WHAT YOU NEED TO DO: Can you set down the part of the blog post about training with fibromyalgia that starts at "I may come into" and ends at "presuming or overpowering.", copying it word for word?

### EXTRACTED TEXT ###

As I am making improvements with my training, I'm learning more about my Fibro. I would love nothing more than to not have it, but I do.

It's so much better now and I'm managing it better, but I have an irrational fear of people thinking, "See, you were just fat, you didn't really have Fibro. You just needed to lose weight."

But it's so much more than losing weight. I still have pain underneath; it's still there. It just doesn't radiate to the outer layers of muscle, which makes it feel so much better. So much better! That didn't happen when I lost a lot of weight. It didn't happen until I started training.

The training is also doing something that I don't think happens with everyone who trains. It's releasing emotional pain. I believe really old emotional pain.  And it's doing that in stages. It happened quite a bit when I first started training. It was shocking back then.

It happened again a few months later. And it's happening again now. For some reason I thought Khris made the workouts harder in these times. But I think it's my body. I asked Khris if things got harder last week. He said they always get progressively harder. So I think my body just decided that it's time to let go again so it seems harder to me.

He said I should always come in everyday wondering if I will make it through the workout. That's good for me to know. I actually do think that mentally; I love pushing my body in training,  but there comes a time every few months that my body decides to let go of some new things.

It decides to shed some more. I get extra tired after the workouts. I get extra weak during the workout. I get sore. My body just doesn't feel right.

I let go of lots of tears of joy, and tears that I don't know what they are from in the locker room and in the car and at home during those weeks.

I may come into my workouts wondering if I'll make it through, but I have no doubt that I will make it through my new way of being this time because I am completely letting go. I feel as free in my workouts as when I was in my room dancing as a kid. And I feel as loved eating good food now as I did eating bad foods before. I have never let go this much before. Keep opening up muscles!! I'm ready!


Saturday, April 21, 2018

My Fibro Whisperer

There used to be a commercial for a perfume with the slogan, If you want to capture someone's attention, whisper. Whispers are soft. Whispers are private. You have to pay attention to hear a whisper. Whispers communicate without assuming, presuming or overpowering.

We know the idea of the horse whisperer and the dog whisperer who train and communicate with animals through compassionate methods. They calm, tame and encourage. They train with love. With their presence.

My trainer is my Fibro Whisperer. He has tamed, and calmed my Fibro through his compassion and encouragement. With his love. With his presence.

Now, don't get it twisted. Khris is extremely demanding. That's a key part of the equation. But that's the only part that most people think about needing in a trainer--the stereotype of a drill-sergeant trainer. No, no, no. That's not what we have here. KBuddah is different.

Today we did a tough workout, but it included a few good new lessons: Patience and patience.

### RECORD SET ###

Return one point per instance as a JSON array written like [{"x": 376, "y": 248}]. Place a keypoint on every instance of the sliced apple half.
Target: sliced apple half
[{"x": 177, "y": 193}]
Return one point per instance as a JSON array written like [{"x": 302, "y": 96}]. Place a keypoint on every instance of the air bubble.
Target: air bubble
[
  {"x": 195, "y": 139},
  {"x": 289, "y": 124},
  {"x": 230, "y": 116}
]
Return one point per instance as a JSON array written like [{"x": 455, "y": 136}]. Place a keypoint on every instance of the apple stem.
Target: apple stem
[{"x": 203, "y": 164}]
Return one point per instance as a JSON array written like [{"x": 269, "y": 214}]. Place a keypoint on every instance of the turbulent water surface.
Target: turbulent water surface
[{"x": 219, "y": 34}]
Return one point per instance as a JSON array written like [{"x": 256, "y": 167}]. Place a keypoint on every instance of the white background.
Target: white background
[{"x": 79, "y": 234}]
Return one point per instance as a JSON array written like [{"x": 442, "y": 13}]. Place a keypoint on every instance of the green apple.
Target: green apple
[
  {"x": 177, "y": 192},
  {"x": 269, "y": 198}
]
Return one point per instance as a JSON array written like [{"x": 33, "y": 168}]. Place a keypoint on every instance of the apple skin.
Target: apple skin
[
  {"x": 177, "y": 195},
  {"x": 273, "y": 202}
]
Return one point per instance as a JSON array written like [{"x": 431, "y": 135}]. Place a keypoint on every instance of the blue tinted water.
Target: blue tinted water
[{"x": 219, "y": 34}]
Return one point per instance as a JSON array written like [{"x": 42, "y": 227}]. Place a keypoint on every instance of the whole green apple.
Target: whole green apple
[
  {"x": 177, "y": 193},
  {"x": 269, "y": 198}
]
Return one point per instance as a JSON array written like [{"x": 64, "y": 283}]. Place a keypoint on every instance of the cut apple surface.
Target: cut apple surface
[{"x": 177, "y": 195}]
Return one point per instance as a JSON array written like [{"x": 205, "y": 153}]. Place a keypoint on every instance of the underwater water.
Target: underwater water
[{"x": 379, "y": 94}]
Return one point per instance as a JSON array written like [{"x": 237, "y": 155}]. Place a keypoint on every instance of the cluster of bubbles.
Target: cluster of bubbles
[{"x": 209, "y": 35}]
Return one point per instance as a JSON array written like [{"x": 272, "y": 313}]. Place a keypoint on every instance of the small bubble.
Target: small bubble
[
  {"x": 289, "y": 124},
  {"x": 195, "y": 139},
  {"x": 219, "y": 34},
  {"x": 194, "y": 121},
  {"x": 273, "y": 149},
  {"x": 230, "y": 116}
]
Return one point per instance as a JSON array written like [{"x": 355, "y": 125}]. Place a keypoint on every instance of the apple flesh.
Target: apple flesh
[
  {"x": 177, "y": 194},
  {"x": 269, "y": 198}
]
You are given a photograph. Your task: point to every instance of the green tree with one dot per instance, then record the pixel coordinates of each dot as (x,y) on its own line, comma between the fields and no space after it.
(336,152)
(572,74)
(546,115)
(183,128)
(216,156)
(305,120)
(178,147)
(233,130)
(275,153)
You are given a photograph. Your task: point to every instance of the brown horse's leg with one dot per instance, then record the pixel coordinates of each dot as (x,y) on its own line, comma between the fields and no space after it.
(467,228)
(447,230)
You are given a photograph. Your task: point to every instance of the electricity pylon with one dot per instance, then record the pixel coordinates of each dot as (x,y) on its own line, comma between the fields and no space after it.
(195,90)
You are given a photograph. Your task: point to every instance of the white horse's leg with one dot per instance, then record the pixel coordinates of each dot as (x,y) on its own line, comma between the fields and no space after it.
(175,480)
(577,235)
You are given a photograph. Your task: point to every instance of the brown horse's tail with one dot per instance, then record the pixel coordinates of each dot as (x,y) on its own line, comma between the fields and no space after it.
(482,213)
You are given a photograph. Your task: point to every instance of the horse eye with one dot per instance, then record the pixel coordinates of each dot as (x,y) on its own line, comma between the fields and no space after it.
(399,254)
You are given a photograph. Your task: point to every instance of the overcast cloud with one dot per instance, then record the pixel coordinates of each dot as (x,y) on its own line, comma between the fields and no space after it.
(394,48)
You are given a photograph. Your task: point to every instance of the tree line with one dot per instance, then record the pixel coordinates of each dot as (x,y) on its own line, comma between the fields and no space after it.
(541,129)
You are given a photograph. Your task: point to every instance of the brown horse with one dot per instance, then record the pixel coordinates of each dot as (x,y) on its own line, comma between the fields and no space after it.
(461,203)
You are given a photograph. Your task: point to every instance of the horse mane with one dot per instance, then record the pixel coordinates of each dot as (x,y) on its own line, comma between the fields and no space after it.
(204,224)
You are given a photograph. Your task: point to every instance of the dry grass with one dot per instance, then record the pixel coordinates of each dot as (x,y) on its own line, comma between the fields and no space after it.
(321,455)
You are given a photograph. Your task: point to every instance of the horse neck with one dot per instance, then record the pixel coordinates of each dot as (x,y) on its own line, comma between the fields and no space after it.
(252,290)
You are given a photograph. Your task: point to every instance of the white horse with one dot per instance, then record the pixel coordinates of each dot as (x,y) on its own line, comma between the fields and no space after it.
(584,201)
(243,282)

###

TASK ANSWER:
I may come into my workouts wondering if I'll make it through, but I have no doubt that I will make it through my new way of being this time because I am completely letting go. I feel as free in my workouts as when I was in my room dancing as a kid. And I feel as loved eating good food now as I did eating bad foods before. I have never let go this much before. Keep opening up muscles!! I'm ready!


Saturday, April 21, 2018

My Fibro Whisperer

There used to be a commercial for a perfume with the slogan, If you want to capture someone's attention, whisper. Whispers are soft. Whispers are private. You have to pay attention to hear a whisper. Whispers communicate without assuming, presuming or overpowering.